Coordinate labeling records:

* * * * *

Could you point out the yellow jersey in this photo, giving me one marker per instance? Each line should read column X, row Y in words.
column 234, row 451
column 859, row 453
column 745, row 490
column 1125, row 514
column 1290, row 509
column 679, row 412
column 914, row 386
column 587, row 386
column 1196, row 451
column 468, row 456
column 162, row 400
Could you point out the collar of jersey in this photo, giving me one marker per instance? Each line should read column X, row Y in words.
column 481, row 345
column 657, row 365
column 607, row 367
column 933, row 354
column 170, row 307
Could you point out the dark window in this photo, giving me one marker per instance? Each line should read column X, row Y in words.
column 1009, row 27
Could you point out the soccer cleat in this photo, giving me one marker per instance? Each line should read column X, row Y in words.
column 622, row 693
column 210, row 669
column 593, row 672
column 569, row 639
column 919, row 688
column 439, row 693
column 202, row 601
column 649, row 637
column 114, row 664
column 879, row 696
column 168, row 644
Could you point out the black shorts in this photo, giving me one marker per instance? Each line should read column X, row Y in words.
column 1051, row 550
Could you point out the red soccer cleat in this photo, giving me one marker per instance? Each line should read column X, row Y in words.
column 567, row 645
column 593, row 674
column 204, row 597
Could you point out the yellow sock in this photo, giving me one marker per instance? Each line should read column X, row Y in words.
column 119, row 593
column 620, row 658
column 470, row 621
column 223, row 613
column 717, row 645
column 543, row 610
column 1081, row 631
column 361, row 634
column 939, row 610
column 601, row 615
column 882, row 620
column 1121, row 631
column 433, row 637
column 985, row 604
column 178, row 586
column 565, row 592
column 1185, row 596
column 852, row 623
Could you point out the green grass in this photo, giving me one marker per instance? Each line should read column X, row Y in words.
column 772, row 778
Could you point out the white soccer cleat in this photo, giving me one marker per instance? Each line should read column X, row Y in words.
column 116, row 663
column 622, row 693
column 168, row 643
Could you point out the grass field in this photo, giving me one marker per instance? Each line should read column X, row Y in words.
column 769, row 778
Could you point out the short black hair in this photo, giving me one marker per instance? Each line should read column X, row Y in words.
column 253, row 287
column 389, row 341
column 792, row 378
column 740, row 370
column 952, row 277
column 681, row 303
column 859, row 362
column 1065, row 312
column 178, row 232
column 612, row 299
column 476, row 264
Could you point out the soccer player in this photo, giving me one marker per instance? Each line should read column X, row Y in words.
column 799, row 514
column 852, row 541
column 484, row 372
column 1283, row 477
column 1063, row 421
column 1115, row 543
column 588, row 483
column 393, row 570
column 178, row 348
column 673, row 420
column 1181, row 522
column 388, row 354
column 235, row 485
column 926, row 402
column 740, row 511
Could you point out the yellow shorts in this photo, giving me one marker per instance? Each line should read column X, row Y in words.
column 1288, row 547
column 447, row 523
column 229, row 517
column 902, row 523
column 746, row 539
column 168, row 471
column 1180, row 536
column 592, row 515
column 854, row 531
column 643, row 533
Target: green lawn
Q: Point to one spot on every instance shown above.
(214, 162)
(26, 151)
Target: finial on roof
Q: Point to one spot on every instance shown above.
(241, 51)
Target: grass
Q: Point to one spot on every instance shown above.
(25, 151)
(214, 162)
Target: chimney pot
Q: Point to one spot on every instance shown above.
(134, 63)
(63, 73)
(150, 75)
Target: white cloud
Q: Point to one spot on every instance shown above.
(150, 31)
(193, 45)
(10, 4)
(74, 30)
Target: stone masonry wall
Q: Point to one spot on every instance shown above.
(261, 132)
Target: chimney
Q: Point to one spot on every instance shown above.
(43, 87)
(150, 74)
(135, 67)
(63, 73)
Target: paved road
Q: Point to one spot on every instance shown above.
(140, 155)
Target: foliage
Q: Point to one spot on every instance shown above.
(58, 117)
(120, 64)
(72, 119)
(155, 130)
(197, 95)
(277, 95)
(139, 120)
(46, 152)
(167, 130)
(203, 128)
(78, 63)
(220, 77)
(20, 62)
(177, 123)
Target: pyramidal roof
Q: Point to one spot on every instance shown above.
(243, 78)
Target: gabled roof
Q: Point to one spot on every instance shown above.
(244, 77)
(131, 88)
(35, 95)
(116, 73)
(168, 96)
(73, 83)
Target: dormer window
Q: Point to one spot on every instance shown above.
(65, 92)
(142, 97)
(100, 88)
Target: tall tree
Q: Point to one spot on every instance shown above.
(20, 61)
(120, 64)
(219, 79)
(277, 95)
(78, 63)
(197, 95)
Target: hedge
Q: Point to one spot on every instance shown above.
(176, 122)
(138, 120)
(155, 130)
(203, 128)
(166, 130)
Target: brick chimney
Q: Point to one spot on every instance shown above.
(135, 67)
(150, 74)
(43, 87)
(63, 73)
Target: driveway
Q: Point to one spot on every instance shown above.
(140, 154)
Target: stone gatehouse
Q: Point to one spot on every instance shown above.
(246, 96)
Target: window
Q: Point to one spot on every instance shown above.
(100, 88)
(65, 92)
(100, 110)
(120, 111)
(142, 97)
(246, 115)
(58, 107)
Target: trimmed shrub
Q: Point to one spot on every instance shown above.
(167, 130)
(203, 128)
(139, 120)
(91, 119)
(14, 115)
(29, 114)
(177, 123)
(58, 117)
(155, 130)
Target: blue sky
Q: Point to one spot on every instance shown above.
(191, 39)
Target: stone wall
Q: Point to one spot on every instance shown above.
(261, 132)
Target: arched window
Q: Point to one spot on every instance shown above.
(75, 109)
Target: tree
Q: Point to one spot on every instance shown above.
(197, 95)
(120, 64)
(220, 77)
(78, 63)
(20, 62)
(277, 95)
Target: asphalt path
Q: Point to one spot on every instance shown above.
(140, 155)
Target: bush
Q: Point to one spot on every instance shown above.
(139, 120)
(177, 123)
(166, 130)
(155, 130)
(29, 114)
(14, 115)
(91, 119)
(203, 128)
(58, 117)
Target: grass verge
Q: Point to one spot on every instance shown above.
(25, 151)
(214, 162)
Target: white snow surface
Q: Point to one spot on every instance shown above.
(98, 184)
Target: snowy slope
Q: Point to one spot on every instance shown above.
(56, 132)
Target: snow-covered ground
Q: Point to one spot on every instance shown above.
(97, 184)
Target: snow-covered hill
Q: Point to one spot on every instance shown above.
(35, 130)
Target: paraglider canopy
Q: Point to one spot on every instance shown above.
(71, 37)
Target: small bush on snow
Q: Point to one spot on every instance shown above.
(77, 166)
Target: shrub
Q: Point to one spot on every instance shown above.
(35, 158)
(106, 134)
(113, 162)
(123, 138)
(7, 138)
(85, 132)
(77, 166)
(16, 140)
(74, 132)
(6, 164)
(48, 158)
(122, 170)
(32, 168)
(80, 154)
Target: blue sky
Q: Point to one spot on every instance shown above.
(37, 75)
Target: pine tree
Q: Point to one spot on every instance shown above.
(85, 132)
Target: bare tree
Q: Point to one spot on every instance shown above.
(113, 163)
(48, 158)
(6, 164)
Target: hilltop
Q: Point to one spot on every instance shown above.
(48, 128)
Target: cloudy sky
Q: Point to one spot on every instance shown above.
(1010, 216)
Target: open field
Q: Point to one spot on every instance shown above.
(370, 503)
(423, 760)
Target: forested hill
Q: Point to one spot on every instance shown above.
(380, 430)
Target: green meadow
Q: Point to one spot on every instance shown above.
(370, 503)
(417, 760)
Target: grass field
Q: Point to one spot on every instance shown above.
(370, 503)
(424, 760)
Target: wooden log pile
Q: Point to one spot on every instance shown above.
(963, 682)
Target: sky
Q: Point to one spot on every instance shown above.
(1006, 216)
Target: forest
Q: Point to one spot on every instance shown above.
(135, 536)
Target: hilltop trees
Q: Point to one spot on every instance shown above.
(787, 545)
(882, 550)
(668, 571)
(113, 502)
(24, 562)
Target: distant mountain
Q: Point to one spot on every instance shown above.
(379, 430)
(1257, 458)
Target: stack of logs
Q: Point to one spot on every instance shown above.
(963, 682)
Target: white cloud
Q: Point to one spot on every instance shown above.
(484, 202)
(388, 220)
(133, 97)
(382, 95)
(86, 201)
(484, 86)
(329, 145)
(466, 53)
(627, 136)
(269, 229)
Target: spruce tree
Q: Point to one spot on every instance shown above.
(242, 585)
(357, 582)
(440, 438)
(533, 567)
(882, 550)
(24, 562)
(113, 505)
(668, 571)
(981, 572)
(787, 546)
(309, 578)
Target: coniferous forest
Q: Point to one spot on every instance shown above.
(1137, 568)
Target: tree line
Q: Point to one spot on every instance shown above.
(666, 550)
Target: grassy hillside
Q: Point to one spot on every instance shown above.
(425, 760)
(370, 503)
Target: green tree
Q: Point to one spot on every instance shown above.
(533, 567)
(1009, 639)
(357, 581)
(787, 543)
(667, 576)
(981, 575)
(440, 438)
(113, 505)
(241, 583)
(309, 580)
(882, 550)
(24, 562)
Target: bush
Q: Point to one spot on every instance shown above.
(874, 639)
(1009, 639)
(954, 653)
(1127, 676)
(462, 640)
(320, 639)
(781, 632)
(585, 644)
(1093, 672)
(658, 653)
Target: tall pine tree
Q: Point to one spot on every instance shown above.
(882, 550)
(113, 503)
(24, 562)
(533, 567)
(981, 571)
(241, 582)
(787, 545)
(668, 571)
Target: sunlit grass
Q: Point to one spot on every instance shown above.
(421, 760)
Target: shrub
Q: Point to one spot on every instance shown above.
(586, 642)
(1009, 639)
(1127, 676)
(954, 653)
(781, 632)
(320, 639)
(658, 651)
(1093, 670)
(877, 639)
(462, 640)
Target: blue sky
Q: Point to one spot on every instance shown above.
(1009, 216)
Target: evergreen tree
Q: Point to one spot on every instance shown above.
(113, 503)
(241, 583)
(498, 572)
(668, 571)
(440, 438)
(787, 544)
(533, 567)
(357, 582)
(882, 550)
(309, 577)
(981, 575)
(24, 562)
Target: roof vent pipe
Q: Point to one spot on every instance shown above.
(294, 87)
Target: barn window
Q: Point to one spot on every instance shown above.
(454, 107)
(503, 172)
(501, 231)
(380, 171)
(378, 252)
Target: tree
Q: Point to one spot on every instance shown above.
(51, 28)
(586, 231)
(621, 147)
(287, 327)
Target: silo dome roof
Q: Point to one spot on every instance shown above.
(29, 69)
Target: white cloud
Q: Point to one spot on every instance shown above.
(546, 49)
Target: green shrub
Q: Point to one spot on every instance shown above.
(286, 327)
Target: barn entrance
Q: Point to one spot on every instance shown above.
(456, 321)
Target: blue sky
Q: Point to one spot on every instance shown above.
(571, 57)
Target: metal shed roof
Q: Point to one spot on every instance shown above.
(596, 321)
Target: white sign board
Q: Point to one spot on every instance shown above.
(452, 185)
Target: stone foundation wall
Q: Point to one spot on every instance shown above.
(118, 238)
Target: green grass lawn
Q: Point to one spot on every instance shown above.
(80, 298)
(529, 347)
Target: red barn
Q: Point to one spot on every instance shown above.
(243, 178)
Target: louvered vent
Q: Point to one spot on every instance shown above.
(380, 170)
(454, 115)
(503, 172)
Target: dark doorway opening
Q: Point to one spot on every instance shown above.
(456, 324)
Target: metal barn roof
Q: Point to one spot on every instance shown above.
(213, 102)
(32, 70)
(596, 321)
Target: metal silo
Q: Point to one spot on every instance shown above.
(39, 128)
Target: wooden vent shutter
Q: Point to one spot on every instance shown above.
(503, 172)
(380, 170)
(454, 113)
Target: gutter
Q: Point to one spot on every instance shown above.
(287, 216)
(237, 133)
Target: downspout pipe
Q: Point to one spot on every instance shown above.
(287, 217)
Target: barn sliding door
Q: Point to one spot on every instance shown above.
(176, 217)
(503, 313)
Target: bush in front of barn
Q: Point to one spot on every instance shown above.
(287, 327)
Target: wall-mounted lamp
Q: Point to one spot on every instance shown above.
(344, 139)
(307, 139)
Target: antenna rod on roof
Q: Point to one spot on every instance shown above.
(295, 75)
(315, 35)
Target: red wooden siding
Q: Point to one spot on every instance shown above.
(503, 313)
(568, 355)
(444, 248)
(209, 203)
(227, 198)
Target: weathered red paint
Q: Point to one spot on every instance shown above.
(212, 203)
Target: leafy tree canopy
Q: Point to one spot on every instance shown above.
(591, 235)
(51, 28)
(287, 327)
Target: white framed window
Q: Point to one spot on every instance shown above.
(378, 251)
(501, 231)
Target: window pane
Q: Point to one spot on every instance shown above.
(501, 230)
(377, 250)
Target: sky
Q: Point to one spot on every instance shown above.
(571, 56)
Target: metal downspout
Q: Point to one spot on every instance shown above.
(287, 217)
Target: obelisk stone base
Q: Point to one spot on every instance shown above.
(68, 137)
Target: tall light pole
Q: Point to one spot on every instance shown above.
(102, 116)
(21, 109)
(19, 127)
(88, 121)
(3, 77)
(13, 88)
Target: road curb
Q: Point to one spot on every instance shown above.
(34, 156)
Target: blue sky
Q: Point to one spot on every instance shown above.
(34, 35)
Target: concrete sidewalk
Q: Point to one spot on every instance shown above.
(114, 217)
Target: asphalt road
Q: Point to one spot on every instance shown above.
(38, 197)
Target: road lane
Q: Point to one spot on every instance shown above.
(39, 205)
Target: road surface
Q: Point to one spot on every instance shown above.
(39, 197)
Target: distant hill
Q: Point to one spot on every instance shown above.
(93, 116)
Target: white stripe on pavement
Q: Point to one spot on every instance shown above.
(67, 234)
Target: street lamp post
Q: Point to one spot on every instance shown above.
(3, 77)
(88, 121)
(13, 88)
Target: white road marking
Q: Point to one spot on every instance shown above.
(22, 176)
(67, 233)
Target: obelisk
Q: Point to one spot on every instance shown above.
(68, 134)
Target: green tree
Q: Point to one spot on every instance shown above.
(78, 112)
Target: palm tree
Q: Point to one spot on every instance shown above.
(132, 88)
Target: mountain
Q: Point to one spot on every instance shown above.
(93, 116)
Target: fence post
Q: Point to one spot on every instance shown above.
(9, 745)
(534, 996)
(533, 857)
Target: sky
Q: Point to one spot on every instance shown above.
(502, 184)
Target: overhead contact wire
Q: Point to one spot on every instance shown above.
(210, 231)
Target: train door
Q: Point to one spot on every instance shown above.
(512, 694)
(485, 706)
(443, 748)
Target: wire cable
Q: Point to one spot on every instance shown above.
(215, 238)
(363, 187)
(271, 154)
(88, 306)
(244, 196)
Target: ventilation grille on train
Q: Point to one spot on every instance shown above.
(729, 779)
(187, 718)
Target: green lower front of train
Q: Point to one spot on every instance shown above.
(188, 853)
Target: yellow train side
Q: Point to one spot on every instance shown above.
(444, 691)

* * * * *

## Goal
Output the records verbatim from their first line through the line containing "column 1009, row 27", both ends included.

## Expected output
Could you point out the yellow jersey in this photo, giving me one marker per instance? Each line should read column X, row Y in words.
column 234, row 451
column 859, row 453
column 745, row 490
column 1125, row 514
column 1290, row 509
column 679, row 412
column 914, row 386
column 587, row 386
column 1196, row 451
column 468, row 456
column 162, row 400
Could you point out the collar of jersey in this photo, giving me one marker per instance? Each line should read column X, row Y in words.
column 481, row 345
column 657, row 365
column 607, row 367
column 933, row 354
column 170, row 307
Could you point out the dark window in this photo, giving me one marker per instance? Each line should read column X, row Y in words.
column 1009, row 27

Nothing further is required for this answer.